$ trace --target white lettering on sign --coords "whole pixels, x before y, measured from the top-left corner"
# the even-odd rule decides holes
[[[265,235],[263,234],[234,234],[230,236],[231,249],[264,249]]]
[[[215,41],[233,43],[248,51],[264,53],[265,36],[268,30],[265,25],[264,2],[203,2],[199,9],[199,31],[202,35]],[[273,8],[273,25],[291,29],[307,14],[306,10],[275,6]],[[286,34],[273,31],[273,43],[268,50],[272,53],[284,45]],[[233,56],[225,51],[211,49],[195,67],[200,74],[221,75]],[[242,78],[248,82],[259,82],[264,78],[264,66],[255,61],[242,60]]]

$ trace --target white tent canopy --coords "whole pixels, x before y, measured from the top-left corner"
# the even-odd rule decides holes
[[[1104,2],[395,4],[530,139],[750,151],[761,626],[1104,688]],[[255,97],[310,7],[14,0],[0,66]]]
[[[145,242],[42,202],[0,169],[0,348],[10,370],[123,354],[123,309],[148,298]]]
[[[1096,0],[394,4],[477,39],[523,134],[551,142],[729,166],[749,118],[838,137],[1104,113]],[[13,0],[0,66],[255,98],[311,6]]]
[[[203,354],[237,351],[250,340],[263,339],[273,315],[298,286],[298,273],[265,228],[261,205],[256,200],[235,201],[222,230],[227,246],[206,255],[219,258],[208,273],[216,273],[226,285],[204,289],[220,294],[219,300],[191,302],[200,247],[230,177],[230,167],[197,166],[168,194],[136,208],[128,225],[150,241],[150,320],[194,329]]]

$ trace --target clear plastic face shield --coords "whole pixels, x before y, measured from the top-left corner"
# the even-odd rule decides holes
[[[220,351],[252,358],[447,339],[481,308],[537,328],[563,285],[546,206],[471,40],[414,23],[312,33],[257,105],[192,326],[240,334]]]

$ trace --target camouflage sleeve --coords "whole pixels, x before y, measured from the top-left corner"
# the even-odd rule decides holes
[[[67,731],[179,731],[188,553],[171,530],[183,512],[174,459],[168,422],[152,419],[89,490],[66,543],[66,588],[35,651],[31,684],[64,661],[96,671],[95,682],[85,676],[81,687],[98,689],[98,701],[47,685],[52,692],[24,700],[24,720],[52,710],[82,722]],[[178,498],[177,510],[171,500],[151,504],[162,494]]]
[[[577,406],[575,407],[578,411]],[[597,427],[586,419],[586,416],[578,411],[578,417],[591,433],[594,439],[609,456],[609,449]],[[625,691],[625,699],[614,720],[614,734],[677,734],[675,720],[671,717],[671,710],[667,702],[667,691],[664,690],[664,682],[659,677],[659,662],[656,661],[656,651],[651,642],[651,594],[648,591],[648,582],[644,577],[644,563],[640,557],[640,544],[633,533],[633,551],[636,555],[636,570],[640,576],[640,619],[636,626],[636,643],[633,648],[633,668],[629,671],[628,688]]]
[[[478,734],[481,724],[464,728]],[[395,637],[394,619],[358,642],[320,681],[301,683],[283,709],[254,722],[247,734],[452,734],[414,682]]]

* * *

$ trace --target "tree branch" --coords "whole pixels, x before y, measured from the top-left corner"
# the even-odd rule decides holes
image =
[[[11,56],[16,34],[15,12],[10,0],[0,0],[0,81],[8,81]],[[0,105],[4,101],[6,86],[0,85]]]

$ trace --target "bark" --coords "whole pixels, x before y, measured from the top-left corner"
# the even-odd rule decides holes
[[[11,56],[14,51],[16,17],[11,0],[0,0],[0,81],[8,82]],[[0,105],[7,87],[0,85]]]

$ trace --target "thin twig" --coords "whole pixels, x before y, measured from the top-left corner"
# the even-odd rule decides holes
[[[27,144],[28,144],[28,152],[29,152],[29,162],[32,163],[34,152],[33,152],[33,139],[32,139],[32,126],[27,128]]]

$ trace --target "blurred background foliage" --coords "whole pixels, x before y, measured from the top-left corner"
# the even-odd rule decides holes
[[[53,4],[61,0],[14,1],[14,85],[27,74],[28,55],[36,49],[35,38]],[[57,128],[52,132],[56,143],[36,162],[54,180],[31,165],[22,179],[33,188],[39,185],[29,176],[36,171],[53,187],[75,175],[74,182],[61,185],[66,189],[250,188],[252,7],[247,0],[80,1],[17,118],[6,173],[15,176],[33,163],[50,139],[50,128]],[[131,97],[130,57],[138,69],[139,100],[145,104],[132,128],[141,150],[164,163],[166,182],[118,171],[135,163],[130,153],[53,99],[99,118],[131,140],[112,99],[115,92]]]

...

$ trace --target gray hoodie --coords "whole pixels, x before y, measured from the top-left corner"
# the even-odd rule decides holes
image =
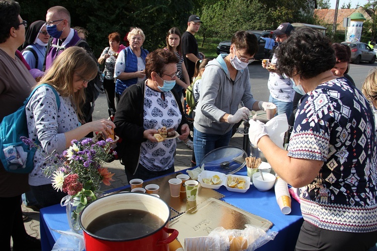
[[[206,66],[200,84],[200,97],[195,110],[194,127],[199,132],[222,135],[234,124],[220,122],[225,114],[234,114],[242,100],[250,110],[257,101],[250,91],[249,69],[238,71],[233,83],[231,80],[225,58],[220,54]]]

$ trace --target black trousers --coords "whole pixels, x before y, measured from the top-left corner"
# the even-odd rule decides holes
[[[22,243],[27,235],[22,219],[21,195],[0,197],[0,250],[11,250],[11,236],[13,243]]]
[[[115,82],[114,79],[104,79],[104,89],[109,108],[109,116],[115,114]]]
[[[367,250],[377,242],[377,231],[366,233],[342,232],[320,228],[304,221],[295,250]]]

* **Goal**
Find every line in the three blocks above that contains the word "white", treating uppercase and lowercase as different, and copy each of those lines in full.

* **Task solution**
$ trace --target white lettering on sign --coords "whole pixels, x before y, measured from the top-left corner"
$ trace --target white tent canopy --coords "whole pixels, x before y, measured from the top-left corner"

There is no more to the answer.